● Set problem: Rewrite the material below, substituting "Motion sensor alert" for each occurrence of "Wildlife camera trigger" and leaving everything else unchanged.

(Box-labeled dataset extracts)
*****

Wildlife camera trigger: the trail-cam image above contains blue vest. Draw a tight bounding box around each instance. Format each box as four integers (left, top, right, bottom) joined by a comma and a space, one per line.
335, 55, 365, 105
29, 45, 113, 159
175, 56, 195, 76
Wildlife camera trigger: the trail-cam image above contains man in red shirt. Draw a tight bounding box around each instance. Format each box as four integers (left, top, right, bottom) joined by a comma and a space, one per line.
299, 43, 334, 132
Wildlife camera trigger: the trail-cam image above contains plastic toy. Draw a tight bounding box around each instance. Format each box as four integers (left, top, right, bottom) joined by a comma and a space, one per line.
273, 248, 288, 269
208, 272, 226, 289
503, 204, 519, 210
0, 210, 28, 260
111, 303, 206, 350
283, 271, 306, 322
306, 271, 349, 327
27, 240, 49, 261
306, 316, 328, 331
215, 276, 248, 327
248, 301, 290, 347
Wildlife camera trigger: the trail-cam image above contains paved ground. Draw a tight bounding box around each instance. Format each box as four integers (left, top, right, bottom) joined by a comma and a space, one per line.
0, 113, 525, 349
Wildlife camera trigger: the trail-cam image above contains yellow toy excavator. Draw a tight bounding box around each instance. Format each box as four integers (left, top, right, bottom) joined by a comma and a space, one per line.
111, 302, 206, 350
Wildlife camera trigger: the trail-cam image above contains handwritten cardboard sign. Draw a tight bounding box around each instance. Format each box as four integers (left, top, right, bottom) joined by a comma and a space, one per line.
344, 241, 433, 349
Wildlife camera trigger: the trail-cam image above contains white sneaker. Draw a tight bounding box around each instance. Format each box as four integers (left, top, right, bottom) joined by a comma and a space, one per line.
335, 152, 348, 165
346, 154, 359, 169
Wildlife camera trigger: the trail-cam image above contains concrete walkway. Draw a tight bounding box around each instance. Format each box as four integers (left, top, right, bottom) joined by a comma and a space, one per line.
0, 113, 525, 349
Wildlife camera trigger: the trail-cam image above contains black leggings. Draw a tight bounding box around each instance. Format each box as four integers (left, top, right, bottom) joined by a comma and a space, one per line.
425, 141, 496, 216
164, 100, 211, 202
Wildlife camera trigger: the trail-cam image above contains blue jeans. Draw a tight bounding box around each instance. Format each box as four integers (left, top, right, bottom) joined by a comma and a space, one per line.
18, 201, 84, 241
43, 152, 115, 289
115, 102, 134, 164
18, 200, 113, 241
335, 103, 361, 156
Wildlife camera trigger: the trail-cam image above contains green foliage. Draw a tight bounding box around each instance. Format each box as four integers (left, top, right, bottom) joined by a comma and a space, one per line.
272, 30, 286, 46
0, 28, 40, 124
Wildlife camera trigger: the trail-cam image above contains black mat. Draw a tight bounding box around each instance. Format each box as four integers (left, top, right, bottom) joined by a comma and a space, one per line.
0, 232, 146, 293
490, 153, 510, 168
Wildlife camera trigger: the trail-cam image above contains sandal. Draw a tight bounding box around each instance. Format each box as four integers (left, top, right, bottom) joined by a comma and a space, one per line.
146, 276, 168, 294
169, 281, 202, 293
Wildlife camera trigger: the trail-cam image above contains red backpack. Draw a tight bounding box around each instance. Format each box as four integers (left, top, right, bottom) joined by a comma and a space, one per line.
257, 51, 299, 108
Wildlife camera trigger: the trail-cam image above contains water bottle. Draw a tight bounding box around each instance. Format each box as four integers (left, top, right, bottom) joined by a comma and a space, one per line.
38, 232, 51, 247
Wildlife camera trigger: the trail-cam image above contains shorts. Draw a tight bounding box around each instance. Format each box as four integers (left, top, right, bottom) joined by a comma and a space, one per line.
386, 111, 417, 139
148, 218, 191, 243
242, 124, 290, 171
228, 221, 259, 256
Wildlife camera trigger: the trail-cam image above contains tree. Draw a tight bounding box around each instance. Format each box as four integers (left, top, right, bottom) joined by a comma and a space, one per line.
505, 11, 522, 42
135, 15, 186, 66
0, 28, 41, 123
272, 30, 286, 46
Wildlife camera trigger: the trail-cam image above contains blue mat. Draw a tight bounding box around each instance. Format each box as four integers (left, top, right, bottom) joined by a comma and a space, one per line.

*****

● Answer below:
Motion sensor alert: the trail-cam image above contains blue vest. Draw a tight bounding box around each instance. Format each box as four integers (left, top, right, bottom) joined by a comma and a space, one per line.
335, 55, 365, 105
29, 45, 113, 159
175, 56, 195, 76
Motion sensor alert: the trail-cam image above contains man in red shirt. Draw a tight bounding box around each instance. Format each box as four integers (left, top, right, bottom) joined by a comma and a space, one per line.
299, 43, 334, 132
Motion sensor alert: the trail-cam image above contains plastic toy. Draw a tight bounding box around each instance. Format each box as four integers (left, top, right, bottom) joined by a comma and a space, one per line.
273, 248, 288, 269
208, 272, 226, 289
503, 204, 519, 210
0, 210, 28, 260
111, 303, 206, 350
283, 271, 306, 322
306, 271, 349, 327
27, 240, 49, 261
306, 316, 328, 331
215, 276, 248, 327
248, 301, 290, 347
Motion sensor alert: the trail-cam image above contains paved ground. Draw a tight bounding box around each instance. Format each box as four integers (left, top, right, bottom) joined by a comma and a space, one per line.
0, 113, 525, 349
Motion sensor alert: the trail-cam image above contains yellow toy excavator. Draw a tight bounding box around each instance. Format each box as four integers (left, top, right, bottom) joined by a comma and a space, one per line.
111, 302, 206, 350
Motion sensor alert: the trail-cam image above contains handwritten cardboard sign. Draw a tight bounding box around each instance. Format each box as four integers (left, top, right, bottom) joined by a comma and a space, one per line.
344, 241, 433, 349
Motion sensor alert: the trail-cam image above contains white sneaker. Draw a tight bounding box around each instance. Format each box as four integers (left, top, right, bottom) joined by a comma and a space, one per line.
335, 152, 348, 165
346, 154, 359, 169
Motion sensor alert: the trail-cam image above contains concrete walkway. Draw a tight bounding box around each instance. Format each box as four integers (left, top, right, bottom) joined by a comma and a space, one per line.
0, 113, 525, 349
Motion sensor alert: the trail-cam image above contains black leggings. Draw a tight bounding box around each instance. Format each box as four integers (left, top, right, bottom) joined by a comma and a space, one per line.
425, 141, 496, 216
164, 100, 211, 202
Motion sensor alert: the trail-cam image above contains blue jeans. Draw a tight bounding box around each instance. Format each box as four integers (left, top, right, bottom) joined by a comma and a space, one per line.
18, 201, 84, 241
43, 152, 115, 289
115, 102, 134, 164
18, 200, 113, 241
335, 103, 361, 156
Motion sensor alert: the trail-cam image above contains green foliage. Draw a tight bounding box around each instance. Format each box as four integers (left, top, right, bottom) joined by a comma and a space, one per line.
272, 30, 286, 46
0, 28, 40, 124
Motion sensor alert: the trail-cam image above contains black mat. Draw a tight bounding box around each instance. Format each box as four integers (left, top, right, bottom) joined by a comma and a space, one per line.
0, 232, 146, 293
490, 153, 510, 168
Motion sensor alert: the trail-cam image above contains sandal. Draw a tight bounding box around each instance. Format each box as four integers (left, top, right, bottom) joined by a comma and a space, one per line.
146, 276, 168, 294
169, 281, 202, 293
Motion sensor alert: the trail-cam image above contains red backpack. Draw a tight bounding box around each instance. Format each box as four integers (left, top, right, bottom) joined by a comma and a space, one per line.
257, 51, 299, 108
Motion sensor alert: the trail-cam image above contains water bottle. Draw a tight bounding box around each instance. Format each box as four integers (left, top, right, bottom) joined by a comma and a space, one per line.
38, 232, 51, 247
Motion sensor alert: the trail-cam image above contains shorts. Draw a tight bounding box around each instance. Format each box as four integers (left, top, right, bottom) joined by a comma and a space, one per line.
386, 111, 417, 139
148, 218, 191, 243
242, 124, 290, 171
228, 221, 259, 256
Motion sensor alert: the trail-cam image above contains tree. Draw a tight bounding box around each instance. Format each box as four integers (left, top, right, bottom) joined by a comma and a space, one per line.
505, 11, 522, 42
135, 15, 186, 66
0, 28, 41, 123
272, 30, 286, 46
Motion sensor alert: the trail-cam image above contains blue mat. Draw a tight bounding box around each instance. Format each box as four integers (left, top, right, bottom) joined by a comma and a space, one per line.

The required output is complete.